TASK OBJECTIVE: Below are some records. Repeat exactly the lines from the one containing "REPLY = a one-line" through the final line.

Photo-based referring expression data:
_ _ _ _ _ _ _

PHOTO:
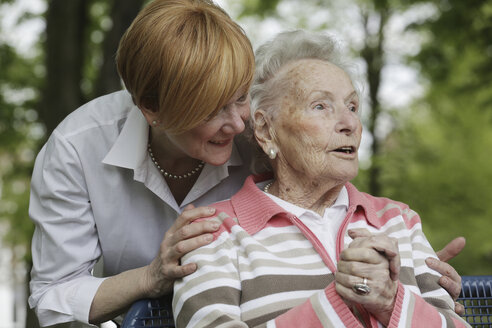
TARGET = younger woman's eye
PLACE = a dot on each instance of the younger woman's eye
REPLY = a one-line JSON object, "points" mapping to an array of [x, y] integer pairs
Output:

_ _ _ _ _ _ _

EXPECTED ANSWER:
REPLY = a one-line JSON object, "points" mapping to an array of [x, y] integer pairs
Output:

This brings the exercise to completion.